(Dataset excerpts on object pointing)

..........

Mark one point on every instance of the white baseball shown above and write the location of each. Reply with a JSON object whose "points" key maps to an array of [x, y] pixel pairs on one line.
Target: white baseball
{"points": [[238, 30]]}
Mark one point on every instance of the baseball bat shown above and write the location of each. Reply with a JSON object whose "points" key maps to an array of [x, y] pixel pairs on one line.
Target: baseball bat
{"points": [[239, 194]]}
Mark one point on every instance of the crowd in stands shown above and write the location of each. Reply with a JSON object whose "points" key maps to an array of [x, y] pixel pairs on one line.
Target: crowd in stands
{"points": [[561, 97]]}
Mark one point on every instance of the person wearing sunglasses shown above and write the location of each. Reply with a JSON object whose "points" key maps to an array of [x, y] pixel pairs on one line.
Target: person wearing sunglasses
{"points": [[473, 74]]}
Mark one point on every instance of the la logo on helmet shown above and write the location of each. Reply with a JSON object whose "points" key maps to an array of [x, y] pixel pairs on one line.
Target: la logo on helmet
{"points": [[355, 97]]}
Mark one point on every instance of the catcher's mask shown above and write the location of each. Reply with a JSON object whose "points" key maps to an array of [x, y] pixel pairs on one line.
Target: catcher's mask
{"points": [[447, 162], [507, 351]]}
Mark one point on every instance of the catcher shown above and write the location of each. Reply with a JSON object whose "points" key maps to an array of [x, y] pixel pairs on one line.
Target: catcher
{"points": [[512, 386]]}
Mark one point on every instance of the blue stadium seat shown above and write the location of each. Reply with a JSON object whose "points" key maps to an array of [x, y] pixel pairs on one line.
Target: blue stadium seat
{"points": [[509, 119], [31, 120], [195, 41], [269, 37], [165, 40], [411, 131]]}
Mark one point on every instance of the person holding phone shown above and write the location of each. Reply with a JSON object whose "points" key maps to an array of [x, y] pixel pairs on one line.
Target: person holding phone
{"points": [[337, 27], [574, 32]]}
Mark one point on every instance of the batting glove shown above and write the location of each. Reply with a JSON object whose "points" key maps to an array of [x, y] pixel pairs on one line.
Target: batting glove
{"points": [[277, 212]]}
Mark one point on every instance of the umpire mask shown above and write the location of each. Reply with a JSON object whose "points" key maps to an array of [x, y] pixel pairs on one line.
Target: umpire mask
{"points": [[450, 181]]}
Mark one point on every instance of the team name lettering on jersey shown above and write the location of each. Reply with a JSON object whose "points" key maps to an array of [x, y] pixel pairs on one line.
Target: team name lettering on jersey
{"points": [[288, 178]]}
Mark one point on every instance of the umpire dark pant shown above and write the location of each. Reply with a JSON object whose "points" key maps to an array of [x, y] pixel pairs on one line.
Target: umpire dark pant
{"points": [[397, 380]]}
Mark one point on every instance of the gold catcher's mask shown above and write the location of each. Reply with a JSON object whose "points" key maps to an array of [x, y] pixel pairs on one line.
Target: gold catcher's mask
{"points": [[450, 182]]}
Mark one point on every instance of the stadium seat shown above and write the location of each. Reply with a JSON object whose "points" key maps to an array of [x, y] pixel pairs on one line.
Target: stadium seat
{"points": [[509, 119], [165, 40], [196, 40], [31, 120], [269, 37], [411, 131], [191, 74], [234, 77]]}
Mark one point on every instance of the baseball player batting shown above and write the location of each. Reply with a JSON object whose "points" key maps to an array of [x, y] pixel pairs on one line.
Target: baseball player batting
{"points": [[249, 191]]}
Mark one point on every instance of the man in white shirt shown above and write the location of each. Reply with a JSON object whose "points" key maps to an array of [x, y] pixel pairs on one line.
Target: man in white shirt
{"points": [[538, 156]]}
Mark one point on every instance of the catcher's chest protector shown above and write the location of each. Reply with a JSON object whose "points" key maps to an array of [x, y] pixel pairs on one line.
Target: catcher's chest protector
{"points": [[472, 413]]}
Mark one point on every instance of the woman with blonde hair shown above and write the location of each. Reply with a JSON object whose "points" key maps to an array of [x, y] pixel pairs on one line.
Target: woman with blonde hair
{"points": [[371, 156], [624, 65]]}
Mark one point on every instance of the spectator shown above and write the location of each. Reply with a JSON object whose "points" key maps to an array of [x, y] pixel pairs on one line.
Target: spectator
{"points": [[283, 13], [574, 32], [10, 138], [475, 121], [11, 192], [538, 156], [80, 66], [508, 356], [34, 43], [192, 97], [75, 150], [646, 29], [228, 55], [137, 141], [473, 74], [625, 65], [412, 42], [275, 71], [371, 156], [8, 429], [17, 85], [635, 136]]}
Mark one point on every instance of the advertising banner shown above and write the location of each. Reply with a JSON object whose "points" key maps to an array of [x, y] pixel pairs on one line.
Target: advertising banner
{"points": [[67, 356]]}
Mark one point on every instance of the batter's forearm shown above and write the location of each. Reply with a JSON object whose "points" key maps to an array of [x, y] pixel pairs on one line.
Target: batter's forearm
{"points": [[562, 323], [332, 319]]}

..........

# [Short problem]
Return all the data exactly as given.

# [The reply]
Mark one point on every instance of the white baseball shown above and write the location of each. Reply with a JSON object whose "points" key maps to an array of [x, y] pixel pairs on one line.
Target: white baseball
{"points": [[238, 30]]}
Mark one point on every instance of the baseball bat shown above and write the location of each. Reply with a JSON object whose "points" key maps to an array of [x, y] pixel pairs on one line.
Target: baseball bat
{"points": [[239, 194]]}
Mark one point on every instance of the crowd in stands shown above and write the location of each. Reply with a JSON object whose "points" key maps to an array of [x, y] pixel pairs on one line.
Target: crowd in stands
{"points": [[561, 97]]}
Mark one point on every instance of the person wearing sunglasses shown above and write the location of each. Reply with a JSON object whose "points" key maps to an array of [x, y] pixel pairs on one line.
Target: person wearing sunglasses
{"points": [[473, 74]]}
Mark one point on every instance of the la logo on helmet shown above and write the location of each. Reply with a JSON object whose "points" key maps to an array of [x, y] pixel pairs on one line.
Target: la logo on helmet
{"points": [[355, 97]]}
Mark one point on every instance of the catcher's mask shown above and write the location of each. Reply with a JSON object whose "points" key maps to an array of [x, y] pixel pairs on one line.
Target: catcher's mask
{"points": [[447, 162], [507, 351]]}
Mark one point on every instance of the catcher shown above and write the location of each. Reply with a JSON object whose "points" key maps to an array of [x, y] pixel pairs on one line.
Target: catcher
{"points": [[512, 386]]}
Mark one point on every instance of the blue stadium seat shown above and write the location of each. Reply with a JSON object whose "points" key maps to an array of [x, y] pixel pairs on one line.
Target: blue stadium seat
{"points": [[509, 119], [31, 120], [195, 41], [269, 37], [165, 40], [411, 131]]}
Mark one point on every instance of the person holding phone shown above and write the location of each. Reply with a JSON object whose "points" key maps to an array of [x, y] pixel pairs on one line.
Target: person holding phone
{"points": [[337, 27], [574, 32]]}
Mark one point on every instance of the batting glove shown above and write the location of each. Reply with a JSON object whose "points" key maps to an array of [x, y] pixel pairs on one line.
Target: batting glove
{"points": [[277, 212]]}
Mark one point on every instance of the umpire mask shown above and write the location of each. Reply with a JSON object whose "points" key maps to an array of [x, y] pixel pairs on one line.
Target: umpire mask
{"points": [[450, 181]]}
Mark one point on every instance of the team name lettering on jersey shown above and write the location of each. Reply with a JSON object whose "points" key maps to an array of [x, y] pixel pairs on one line.
Target: team name lettering on jersey
{"points": [[288, 178]]}
Mark one point on every instance of the umpire dark pant shown above and write the location of each. Reply with a JSON object whose "points" key maps to an array of [x, y] pixel pairs on one line.
Target: umpire dark pant
{"points": [[397, 380]]}
Mark one point on every instance of the gold catcher's mask shown above and write the location of each. Reply with a JSON object whose "points" key maps to an array of [x, y] pixel pairs on one line.
Target: gold catcher's mask
{"points": [[450, 182]]}
Mark one point on every instance of the stadium seat shown above and write the location of each. Reply with a JSON object whose "points" key maps to an array of [x, y] pixel pairs on one line.
Target: stadium seat
{"points": [[509, 119], [165, 40], [196, 40], [31, 120], [269, 37], [411, 131], [191, 74], [234, 77]]}
Mark one point on every instance of the baseball player batting shown above and write the location of each. Reply with a JSON object whose "points" key maps to an array of [x, y] pixel pairs on one line.
Target: baseball player batting
{"points": [[249, 191]]}
Mark one point on every instance of the man in white shirt shown above and write the location of each. Reply with a JSON object whose "points" key maps to an array of [x, y] pixel pairs on one line.
Target: man in white shirt
{"points": [[538, 156]]}
Mark one point on every instance of the catcher's chest protector shown above and write the location of each. Reply with a JSON object whose "points" key maps to an array of [x, y] pixel pairs on one line.
Target: catcher's chest protector
{"points": [[472, 413]]}
Mark one point on every instance of the woman with blonde hair shown above and write the location of each. Reply with a JSON object whose "points" key maps to an array of [x, y] pixel pairs on one line.
Target: woman with blonde hair
{"points": [[371, 156], [624, 65]]}
Mark one point on every instance of the spectator shown above and write the location of each. Reply with a JSON object whose "points" key maps to an array of [x, y] pixel pairs on one line.
Target: spectator
{"points": [[283, 13], [574, 32], [10, 138], [475, 121], [11, 192], [538, 156], [80, 66], [508, 356], [34, 43], [192, 97], [75, 150], [646, 29], [228, 55], [137, 141], [473, 74], [625, 65], [412, 42], [275, 71], [371, 156], [8, 429], [17, 85], [635, 136]]}
Mark one point on every instance of the advertising banner shown above and write the location of each. Reply with a JSON object whose "points" key maps to an array of [x, y] pixel pairs on one line.
Target: advertising banner
{"points": [[67, 356]]}
Mark one point on every instance of the batter's forearm shown above and write the location of each. Reply with a JSON object whose "points" key maps to an array of [x, y] pixel pairs on one line.
Target: batter's forearm
{"points": [[562, 323], [332, 319]]}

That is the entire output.